Her current work includes evaluations of federal and state-funded early childhood initiatives, child services policies, and the early education system to ensure equitable access to high-quality resources for families. She also uses mixed methods research on experiences and health outcomes among LGBTQ+ youth.

Lawrence’s recently published study in LGBT Health received a Third Annual 2023 Rosalind Franklin Society (RFS) Award in Science recognizing outstanding peer-reviewed research by women and underrepresented minorities in STEM.

Reflecting on her work, Lawrence noted, “It's a privilege to be a part of the OEC-UConn Partnership where I can engage in research and evaluation activities related to vital contexts for healthy child development. Our work has direct implications for Connecticut's early childhood programs, policies, and practices, and it is so rewarding to work in partnership with an agency – the Connecticut Office of Early Childhood – that can actualize these evidence-based findings.”

Prior to joining the UConn School of Social Work, Lawrence was a research fellow at the University of Minnesota Medical School in the Department of Pediatrics, where she led quantitative and qualitative research efforts to identify disparities among youth. She focused on the intersections of sexual orientation, gender identity, and race/ethnicity in emotional distress, disordered eating, sexual and HIV-prevention behaviors, experiences of bias-based bullying, interpersonal protective factors.

Rachel Schwartz Begins Role Leading Online MSW

Rachel Schwartz, Ph.D., has spent the past 15 years of her career working with MSW students focusing on online education and student success.

She joins the UConn School of Social Work as the new director of the MSW program and associate professor in residence. Some of her most recently published work can be viewed here. Schwartz also serves as co-chair of the Technology and Social Work Practice track with the Council on Social Work Education.

“Most recently, I have completed research that focused on the experiences of online social work students who identify as women and hold multiple roles and responsibilities.  This research found that online education provided the opportunity for these students to complete their degree because of the flexibility and access that programs provided,” she said. “However, it also raised important considerations related to gender roles and expectations around gender, finding that as women took on the role of student, their other roles as caretaker (and all associated roles within the home), and employee did not diminish.  The research found that women had to negotiate and prioritize different roles and that meeting expectations (from themselves, family, society overall) particularly around their caregiving roles often created role conflict. The findings provide recommendations for how social work programs can support students, by considering intersectional critical feminist pedagogy and practices, and applying the community of inquiry framework.”

Schwartz has noticed particularly over the last few years a shift in the social work field to virtual, as many agencies pivoted to telehealth during the pandemic.

“Many students are doing a lot of their work online and in the field and practice. We’re recognizing more and more the importance for students to gain valuable skillsets with virtual education,” she noted.

Schwartz received her Ph.D. in higher education from the Rutgers University Graduate School of Education in October 2024.  Her most recent experiences with online education included the development and management of an online and blended MSW program. She has also worked closely with faculty teaching across the MSW curriculum to provide pedagogical support and expertise in teaching as well as developing courses. Schwartz’s scholarship regularly reaches a national audience on issues related to social work education including online education, student supports, practicum education, and technology.

“The online program I previously developed grew to support many students across the country, so it’s exciting to be here at UConn to offer expertise and providing access to students to quality online and in-person social work education.  I am glad to be part of a program that offers so many different options to meet the needs of students across the state of Connecticut,” she said.

================

Task set
• A. In the faculty announcements, rewrite the paragraph beginning "Schwartz received her Ph.D. in higher education" as a short bulleted list that keeps its main facts.
• B. Using the faculty announcements, answer each question briefly:
(i) What award did Lawrence's study published in LGBT Health receive?
(ii) Which track does Schwartz co-chair with the Council on Social Work Education?
(iii) For how many years has Schwartz worked with MSW students?
• C. Set down the part of the faculty announcements from "Lawrence’s recently published" to "minorities in STEM." word for word.

Data from a source:
================

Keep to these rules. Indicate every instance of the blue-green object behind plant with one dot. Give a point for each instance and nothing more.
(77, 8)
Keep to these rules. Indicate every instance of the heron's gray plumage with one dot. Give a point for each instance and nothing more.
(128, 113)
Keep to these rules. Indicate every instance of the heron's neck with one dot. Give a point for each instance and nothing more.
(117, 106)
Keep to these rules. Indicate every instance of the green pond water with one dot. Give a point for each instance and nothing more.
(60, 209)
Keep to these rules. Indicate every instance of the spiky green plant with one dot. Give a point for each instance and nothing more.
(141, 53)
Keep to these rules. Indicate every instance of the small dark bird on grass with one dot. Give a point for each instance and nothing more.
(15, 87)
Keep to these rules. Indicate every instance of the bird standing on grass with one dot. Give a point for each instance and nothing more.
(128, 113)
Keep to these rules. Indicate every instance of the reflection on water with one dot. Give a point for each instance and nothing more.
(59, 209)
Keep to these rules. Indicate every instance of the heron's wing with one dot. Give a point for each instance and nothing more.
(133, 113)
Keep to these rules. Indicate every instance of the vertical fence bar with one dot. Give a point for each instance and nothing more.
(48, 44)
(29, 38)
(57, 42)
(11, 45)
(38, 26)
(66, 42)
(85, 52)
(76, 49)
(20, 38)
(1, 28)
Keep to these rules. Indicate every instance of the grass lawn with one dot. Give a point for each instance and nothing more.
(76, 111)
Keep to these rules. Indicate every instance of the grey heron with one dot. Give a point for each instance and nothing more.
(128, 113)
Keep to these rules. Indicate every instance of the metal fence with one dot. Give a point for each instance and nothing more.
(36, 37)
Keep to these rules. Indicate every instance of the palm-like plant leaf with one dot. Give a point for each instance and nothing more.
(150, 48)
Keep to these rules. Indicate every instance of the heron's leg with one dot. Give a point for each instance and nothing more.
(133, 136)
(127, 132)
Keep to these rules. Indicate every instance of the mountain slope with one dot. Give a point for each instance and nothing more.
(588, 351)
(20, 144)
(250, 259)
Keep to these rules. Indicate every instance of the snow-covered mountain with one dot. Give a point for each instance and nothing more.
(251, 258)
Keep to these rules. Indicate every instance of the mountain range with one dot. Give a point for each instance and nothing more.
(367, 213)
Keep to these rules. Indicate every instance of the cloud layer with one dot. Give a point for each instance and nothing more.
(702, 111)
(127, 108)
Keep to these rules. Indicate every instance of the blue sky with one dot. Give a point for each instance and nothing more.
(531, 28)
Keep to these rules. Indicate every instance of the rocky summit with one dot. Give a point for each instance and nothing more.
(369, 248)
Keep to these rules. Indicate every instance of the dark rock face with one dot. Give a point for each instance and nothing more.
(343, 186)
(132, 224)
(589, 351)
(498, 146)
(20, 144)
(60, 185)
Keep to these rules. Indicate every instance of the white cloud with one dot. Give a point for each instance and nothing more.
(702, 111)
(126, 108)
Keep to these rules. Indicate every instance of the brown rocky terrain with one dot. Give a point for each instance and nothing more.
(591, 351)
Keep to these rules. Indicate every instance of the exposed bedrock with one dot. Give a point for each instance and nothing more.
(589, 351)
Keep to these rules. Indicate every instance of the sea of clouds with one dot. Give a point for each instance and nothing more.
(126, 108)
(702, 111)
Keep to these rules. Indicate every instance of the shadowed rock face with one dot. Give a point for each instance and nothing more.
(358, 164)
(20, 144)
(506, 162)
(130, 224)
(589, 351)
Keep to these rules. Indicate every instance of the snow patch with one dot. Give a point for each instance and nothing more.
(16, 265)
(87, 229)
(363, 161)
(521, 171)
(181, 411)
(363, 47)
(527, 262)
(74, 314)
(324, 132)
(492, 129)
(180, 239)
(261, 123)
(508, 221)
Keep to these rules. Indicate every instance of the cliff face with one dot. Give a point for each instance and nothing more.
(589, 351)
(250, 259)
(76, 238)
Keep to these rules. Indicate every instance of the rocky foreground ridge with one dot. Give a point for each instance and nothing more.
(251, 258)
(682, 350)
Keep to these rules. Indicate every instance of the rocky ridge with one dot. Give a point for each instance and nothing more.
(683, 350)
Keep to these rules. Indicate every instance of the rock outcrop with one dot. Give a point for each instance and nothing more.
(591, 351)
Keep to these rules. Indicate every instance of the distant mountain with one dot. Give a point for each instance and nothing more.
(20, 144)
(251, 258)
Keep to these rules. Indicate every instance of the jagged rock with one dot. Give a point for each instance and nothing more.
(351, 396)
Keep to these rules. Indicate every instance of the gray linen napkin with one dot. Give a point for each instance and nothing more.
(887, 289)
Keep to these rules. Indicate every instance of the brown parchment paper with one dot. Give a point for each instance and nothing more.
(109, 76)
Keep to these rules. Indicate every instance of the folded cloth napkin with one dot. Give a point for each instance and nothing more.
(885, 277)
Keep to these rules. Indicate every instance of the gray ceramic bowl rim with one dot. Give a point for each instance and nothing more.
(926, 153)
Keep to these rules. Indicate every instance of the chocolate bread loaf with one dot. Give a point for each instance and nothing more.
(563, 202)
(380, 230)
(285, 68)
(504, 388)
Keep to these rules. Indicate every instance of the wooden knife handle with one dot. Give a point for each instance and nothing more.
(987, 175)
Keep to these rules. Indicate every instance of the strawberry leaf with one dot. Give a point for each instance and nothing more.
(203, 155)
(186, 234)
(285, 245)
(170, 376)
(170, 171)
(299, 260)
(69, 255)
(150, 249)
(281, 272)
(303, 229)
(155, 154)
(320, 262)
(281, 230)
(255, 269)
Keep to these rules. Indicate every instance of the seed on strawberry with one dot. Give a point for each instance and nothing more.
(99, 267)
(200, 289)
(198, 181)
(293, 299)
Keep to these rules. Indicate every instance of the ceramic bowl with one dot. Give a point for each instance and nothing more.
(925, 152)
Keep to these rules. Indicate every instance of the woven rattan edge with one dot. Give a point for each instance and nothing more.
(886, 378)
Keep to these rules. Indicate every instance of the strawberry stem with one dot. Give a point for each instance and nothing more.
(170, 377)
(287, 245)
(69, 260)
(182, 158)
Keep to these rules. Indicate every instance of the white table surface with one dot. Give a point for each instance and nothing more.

================

Results by task
• A.
- Earned a Ph.D. in higher education from the Rutgers University Graduate School of Education in October 2024
- Recently developed and managed an online and blended MSW program
- Worked closely with faculty across the MSW curriculum, providing pedagogical support, teaching expertise, and course development
- Reaches a national audience with scholarship on social work education, including online education, student supports, practicum education, and technology

• B.
(i) A Third Annual 2023 Rosalind Franklin Society (RFS) Award in Science
(ii) The Technology and Social Work Practice track
(iii) 15 years

• C.
Lawrence’s recently published study in LGBT Health received a Third Annual 2023 Rosalind Franklin Society (RFS) Award in Science recognizing outstanding peer-reviewed research by women and underrepresented minorities in STEM.